**Source extract**
Sylvia Acevedo, CEO of Girl Scouts USA, said the Girl Scouts have always had a strong connection to STEM, and this new facility will serve to further encourage and inspire young women to move into STEM careers.
“I am so passionate about STEM, but in Girl Scouts, we’ve had STEM since the very beginning,” Acevedo said. “In fact, some of our first badges were electricians’ badges and naturalists’ badges. Today, we’re carrying on that tradition, and it matters even more now as we transition from the industrial age to the age of data. We can have girls who are not just users of technology, but they are the ones who can create, can invent, and can design the future.”
The site’s unique blend of “camping meets technology” means no matter where the girls go, they will always be exposed to some facet of STEM. Kaleigh Beacham from Troop 92 in Dallas, Texas, said she loves how the center defies expectations of what a STEM facility should be.
“I think there’s so many initiatives to bring STEM to girls, but what’s unique about the STEM Center is it blends STEM with the traditional camp experience,” Beacham said. “I think that’s really important, because a lot of people have the idea STEM can only happen in a lab or a classroom, and we want to diversify what STEM looks like.”
According to a 2017 study from the US Department of Commerce, while women make up roughly 47 percent of the workforce, they only hold 24 percent of STEM jobs. In addition, while women held nearly as many undergraduate degrees as men, they made up only about 30 percent of all STEM degree holders, and women make up a disproportionately low share of degree holders in all STEM fields, particularly in engineering. Beacham is keenly aware of this and hopes to help change those statistics.
“There’s a persistent lack of women in STEM careers. We want to change that, because women can have just as important ideas, just as much creativity and drive as men in the same careers. We want to bring them the same spotlight,” Beacham said. “In reality, more people working toward a solution means we’re going to reach that solution faster.”
Brynna Boyd, Troop 4792 in Flower Mound, Texas, added that girls have near-limitless opportunities in STEM.
“I think it’s important for girls to get involved in STEM, because STEM is the future,” Boyd said. “There are so many opportunities in STEM, and girls need to know their opportunities are unlimited, and they have the same opportunities in STEM as everyone else.”
Girl Scouts of Northeast Texas’ Jennifer Bartkowski also hopes to see those statistics change.
“I always say you can’t tutor a girl into being an engineer,” Bartkowski said. “She needs the full comprehensive approach. Girls need confidence to stay in STEM, especially in a male-dominated world. They need to understand why STEM is important in the world. We know girls are really motivated by changing the world, and girls can see how a teacher or a doctor changes the world, but they don’t always see how an engineer changes the world, so we have to change the story.”

**Supplied records**
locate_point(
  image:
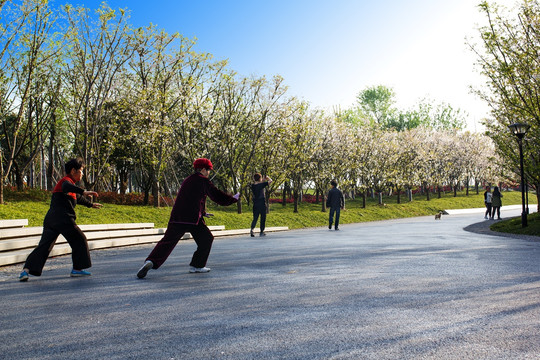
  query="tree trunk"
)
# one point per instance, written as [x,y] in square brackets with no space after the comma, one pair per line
[284,194]
[155,191]
[364,199]
[239,204]
[1,178]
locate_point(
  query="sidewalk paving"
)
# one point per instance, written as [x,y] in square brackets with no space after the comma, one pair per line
[414,288]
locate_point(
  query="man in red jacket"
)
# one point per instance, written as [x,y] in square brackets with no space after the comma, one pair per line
[60,219]
[187,215]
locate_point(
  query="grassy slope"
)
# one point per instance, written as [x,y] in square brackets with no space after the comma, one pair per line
[33,207]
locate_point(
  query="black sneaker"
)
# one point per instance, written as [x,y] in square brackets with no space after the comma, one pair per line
[144,269]
[23,276]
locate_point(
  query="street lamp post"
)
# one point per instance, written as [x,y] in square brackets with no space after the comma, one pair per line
[520,130]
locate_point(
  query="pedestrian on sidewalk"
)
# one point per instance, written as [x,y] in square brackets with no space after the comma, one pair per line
[258,189]
[335,201]
[187,215]
[60,219]
[496,203]
[487,202]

**Task instructions**
A - Answer these questions using the Girl Scouts STEM text:
(i) What share of STEM jobs did women hold, according to the 2017 US Department of Commerce study?
(ii) Which troop and town is Brynna Boyd from?
(iii) Which two badges does Acevedo name among the first Girl Scout badges?
B - In the Girl Scouts STEM text, take the part that opens with the words containing "According to a" and closes with "change those statistics.". Reproduce it with "engineering" substituted by "computer science".

**Answer set**
A -
(i) 24 percent
(ii) Troop 4792 in Flower Mound, Texas
(iii) Electricians' badges and naturalists' badges

B -
According to a 2017 study from the US Department of Commerce, while women make up roughly 47 percent of the workforce, they only hold 24 percent of STEM jobs. In addition, while women held nearly as many undergraduate degrees as men, they made up only about 30 percent of all STEM degree holders, and women make up a disproportionately low share of degree holders in all STEM fields, particularly in computer science. Beacham is keenly aware of this and hopes to help change those statistics.